### SELECTED EXCERPT:
April in Connecticut saw the addition of only 500 jobs, a 0.03% uptick from March, according to new data from the Connecticut Department of Labor. April’s minimal job creation rate brought the statewide total to 1,580,600.
As of last month, Connecticut had recovered 60.4% of the 292,400 positions lost in March and April 2020 due to the Covid-19 lockdown. April 2020 was the employment low point during the pandemic, with 1,403,900 jobs statewide.
Connecticut’s unemployment level reached 8.1% in April, higher than the national 6.1% rate.
Private sector employment in April was down by 600 (-0.04%) to 1,357,900, although it was higher by 167,200 jobs (14%) from one year earlier. Within that sector, the most job gains were recorded by the professional and business services segment (3,600, up 1.8%) and leisure and hospitality (1,800, up 1.5%).
The government supersector added 1,100 jobs (0.5%) to a level of 222,700 and up by 9,500 (4.5%) positions from the previous year.
Among the submarkets, the Greater Danbury area led the state with 400 new jobs (up 0.6%) and the Bridgeport-Stamford-Norwalk corridor added 100 positions (up 0.03%).
“”Recoveries are uneven – April’s small job gains follow stronger gains in March,” said Patrick Flaherty, director of the Office of Research at the Connecticut Department of Labor. “Evidence of increased job postings and openings suggests Connecticut is poised for larger gains later this year.”
CBIA President and CEO Chris DiPentima noted that the state’s 60.4% recovery figure trails that of most New England states as well as the national average.
“It seems counterintuitive, as Connecticut’s unemployment rate is the highest in the region,” he said, “but employers cannot find people to fill entry-level and skilled positions across a number of sectors, including leisure and hospitality, advanced manufacturing, health care, and financial services.”
DiPentima said that some of the factors that CBIA members are citing as barriers to hiring include childcare issues, fears of contracting Covid-19, the federal unemployment benefit supplement, and the continued suspension of the state’s work search requirement for those on unemployment.
“In addition,” he added, “businesses are anxiously watching the current budget debate, with the continued push for more than a $1 billion in tax hikes leaving many employers to adopt a wait-and-see approach before they’ll commit to any new investments in the state.”

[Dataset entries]

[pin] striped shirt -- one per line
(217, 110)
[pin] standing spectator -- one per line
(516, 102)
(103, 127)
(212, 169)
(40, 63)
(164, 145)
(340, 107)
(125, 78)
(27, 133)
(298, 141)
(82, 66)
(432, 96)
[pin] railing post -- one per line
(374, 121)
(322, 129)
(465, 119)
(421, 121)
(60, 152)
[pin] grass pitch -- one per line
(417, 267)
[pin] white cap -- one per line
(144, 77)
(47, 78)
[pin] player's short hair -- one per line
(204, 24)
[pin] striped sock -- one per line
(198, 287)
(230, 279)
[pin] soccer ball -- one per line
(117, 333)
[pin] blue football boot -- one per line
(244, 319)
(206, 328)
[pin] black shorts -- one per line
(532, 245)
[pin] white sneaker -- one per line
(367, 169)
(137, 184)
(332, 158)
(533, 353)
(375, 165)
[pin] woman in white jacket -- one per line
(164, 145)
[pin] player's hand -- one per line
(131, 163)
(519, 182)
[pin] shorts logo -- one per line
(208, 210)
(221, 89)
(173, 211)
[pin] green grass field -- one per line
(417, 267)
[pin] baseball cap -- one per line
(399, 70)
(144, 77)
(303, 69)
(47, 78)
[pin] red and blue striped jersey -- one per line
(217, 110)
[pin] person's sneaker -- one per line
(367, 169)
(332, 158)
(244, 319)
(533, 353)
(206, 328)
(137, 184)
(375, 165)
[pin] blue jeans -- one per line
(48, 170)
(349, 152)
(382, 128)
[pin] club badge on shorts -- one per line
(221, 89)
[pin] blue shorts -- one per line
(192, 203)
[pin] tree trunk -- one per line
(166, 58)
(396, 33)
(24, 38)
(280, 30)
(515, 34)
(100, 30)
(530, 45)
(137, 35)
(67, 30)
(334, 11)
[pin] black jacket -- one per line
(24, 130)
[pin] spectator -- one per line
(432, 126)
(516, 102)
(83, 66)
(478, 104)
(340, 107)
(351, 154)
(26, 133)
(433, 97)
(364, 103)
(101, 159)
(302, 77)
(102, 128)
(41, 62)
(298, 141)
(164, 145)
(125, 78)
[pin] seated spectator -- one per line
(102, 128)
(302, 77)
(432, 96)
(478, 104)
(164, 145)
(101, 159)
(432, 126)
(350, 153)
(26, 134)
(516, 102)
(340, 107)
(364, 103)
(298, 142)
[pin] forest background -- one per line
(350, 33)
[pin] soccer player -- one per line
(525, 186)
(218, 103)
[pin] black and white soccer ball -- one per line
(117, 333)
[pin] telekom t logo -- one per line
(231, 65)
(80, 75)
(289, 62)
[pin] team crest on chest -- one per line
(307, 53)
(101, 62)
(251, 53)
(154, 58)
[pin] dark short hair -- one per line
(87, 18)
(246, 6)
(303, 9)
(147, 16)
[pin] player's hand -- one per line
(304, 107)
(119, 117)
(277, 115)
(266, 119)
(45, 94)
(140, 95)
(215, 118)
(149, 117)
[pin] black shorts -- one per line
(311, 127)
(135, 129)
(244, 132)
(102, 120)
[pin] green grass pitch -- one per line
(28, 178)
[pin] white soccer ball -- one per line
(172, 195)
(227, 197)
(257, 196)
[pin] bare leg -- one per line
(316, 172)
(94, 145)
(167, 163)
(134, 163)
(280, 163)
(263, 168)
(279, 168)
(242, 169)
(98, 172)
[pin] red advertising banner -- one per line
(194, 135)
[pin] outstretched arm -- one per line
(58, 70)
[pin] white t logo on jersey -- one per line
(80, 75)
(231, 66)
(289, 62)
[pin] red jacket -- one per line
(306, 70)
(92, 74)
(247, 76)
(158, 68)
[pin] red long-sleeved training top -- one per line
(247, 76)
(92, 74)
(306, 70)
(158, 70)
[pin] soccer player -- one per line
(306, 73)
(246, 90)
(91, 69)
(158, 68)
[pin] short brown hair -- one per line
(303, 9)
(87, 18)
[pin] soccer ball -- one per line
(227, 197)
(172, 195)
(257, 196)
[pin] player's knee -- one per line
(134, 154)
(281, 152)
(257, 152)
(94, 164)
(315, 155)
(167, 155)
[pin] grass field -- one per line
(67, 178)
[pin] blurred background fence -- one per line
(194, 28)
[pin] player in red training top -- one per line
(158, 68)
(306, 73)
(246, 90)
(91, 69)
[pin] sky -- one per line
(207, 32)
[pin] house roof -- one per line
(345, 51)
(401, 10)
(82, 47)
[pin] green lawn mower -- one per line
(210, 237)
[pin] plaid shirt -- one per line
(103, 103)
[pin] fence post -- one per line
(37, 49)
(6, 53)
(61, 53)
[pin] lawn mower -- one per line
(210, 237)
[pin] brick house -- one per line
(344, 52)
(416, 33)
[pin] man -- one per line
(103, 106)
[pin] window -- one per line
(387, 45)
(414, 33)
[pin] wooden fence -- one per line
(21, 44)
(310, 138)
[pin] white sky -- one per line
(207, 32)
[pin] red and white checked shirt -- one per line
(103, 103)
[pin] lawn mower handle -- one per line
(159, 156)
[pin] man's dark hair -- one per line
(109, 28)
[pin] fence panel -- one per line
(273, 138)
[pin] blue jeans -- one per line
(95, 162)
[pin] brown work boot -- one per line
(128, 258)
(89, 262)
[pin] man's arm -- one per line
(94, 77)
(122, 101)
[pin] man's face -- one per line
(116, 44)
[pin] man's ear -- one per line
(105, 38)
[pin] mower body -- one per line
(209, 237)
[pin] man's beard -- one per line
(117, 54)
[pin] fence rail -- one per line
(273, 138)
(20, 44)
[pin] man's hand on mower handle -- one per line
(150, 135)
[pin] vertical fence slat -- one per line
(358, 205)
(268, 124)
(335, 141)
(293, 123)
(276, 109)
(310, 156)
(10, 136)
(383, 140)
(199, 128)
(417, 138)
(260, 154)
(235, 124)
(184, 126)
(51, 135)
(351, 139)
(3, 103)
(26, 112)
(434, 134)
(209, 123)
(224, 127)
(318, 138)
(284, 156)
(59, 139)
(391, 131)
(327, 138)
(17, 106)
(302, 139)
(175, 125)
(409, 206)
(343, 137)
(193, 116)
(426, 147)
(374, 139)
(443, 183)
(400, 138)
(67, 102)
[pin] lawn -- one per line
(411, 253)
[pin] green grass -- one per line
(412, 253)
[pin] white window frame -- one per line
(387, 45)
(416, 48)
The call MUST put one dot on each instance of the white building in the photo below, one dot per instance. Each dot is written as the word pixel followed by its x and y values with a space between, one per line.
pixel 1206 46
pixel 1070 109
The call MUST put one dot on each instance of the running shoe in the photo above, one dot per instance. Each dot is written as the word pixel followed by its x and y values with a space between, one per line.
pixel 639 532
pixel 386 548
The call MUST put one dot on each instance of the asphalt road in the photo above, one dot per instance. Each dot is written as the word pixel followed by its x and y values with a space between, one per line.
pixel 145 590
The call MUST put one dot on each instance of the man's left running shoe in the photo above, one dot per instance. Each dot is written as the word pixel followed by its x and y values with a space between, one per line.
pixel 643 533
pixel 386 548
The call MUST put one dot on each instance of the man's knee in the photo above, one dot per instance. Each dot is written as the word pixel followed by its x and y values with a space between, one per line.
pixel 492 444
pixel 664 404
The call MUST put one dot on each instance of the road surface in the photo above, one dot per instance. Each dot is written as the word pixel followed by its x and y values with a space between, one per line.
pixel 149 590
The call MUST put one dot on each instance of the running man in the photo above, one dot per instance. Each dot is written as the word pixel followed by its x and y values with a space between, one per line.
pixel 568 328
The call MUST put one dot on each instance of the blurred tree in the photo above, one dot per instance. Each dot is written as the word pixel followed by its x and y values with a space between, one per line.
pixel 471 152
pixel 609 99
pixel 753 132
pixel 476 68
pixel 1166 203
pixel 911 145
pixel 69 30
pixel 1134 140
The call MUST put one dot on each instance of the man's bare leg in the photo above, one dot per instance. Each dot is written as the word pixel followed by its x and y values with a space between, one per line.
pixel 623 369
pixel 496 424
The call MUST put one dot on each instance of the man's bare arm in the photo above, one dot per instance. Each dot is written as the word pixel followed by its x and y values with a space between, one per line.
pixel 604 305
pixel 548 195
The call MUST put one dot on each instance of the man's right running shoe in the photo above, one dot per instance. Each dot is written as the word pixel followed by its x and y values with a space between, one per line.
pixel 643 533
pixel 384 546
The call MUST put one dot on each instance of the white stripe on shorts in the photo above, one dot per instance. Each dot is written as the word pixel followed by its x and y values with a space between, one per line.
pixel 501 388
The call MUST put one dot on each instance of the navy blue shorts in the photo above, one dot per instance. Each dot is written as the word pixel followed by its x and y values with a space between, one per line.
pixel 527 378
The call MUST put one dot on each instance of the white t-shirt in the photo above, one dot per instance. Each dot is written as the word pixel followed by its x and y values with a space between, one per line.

### WORK INSTRUCTIONS:
Answer these questions from the article on Connecticut's April jobs figures:
1. What was Connecticut's unemployment rate in April?
2. Which area led the state's submarkets in new jobs, and how many did it add?
3. What level did government supersector employment reach?
The records have no connection to the text.

### ANSWER BOX:
1. 8.1%
2. The Greater Danbury area, with 400 new jobs
3. 222,700